**Try it:** Look through the material and copy each line holding "dense".

**Record set:**
══════════════════════════════
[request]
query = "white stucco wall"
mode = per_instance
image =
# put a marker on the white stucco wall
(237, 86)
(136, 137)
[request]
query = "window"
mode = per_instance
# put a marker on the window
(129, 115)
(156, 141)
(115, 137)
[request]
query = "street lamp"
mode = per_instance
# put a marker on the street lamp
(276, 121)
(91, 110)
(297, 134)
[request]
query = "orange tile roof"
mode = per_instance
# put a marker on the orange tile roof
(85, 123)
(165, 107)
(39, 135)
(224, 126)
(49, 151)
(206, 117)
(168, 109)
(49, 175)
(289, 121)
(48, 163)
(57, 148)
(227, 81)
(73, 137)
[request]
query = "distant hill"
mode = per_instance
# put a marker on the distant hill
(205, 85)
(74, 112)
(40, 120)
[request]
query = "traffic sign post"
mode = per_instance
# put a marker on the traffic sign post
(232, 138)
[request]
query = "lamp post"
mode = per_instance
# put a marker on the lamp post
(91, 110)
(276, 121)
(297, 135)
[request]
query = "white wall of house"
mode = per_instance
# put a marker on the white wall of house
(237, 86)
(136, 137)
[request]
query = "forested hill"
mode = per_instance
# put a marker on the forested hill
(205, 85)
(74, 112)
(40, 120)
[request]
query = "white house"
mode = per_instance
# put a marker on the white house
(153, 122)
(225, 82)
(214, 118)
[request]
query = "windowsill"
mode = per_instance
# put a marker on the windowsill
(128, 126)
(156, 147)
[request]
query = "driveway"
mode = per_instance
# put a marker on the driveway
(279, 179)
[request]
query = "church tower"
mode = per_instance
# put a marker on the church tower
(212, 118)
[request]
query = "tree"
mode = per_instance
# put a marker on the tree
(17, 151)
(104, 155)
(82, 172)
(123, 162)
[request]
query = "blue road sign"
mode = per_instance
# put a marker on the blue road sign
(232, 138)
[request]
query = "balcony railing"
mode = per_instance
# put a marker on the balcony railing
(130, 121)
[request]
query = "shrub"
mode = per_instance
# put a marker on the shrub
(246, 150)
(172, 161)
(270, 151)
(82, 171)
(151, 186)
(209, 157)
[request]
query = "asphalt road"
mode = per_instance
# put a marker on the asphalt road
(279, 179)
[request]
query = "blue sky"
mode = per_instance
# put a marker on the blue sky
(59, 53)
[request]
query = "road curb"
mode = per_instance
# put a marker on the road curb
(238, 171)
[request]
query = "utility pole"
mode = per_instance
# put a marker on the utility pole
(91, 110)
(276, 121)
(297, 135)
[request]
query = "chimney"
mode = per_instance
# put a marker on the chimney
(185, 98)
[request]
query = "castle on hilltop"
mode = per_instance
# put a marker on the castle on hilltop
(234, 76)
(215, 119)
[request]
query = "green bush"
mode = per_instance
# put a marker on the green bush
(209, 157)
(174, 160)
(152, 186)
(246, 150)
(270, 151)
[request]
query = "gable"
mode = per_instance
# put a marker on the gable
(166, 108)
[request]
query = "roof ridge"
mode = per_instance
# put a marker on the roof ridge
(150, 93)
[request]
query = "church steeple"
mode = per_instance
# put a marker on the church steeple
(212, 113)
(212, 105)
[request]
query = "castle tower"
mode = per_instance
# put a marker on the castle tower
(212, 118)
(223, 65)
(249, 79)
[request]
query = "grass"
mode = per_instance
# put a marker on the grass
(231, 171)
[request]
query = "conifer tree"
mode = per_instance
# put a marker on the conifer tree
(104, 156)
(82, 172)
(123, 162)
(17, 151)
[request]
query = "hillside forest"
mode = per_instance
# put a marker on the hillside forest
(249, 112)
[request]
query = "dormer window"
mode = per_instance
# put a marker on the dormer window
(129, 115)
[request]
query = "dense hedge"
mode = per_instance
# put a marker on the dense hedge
══════════════════════════════
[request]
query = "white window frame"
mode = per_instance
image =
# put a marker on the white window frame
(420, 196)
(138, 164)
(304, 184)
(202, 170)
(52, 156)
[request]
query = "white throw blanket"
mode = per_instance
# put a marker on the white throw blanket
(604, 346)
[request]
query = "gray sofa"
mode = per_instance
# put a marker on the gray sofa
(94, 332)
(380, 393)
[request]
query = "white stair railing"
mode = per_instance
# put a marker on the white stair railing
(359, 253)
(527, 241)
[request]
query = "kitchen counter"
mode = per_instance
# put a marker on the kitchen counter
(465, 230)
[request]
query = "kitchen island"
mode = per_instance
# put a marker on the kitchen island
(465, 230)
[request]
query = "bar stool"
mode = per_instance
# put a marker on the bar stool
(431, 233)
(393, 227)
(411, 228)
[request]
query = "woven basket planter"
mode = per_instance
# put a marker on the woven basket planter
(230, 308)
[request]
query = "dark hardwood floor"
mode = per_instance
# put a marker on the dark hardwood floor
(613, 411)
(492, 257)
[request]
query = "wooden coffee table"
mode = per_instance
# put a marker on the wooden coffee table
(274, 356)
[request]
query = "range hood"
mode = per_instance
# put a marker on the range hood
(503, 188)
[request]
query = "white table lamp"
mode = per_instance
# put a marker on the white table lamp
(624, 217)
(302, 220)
══════════════════════════════
**Exercise result:**
query = "dense hedge"
# put a marker on the dense hedge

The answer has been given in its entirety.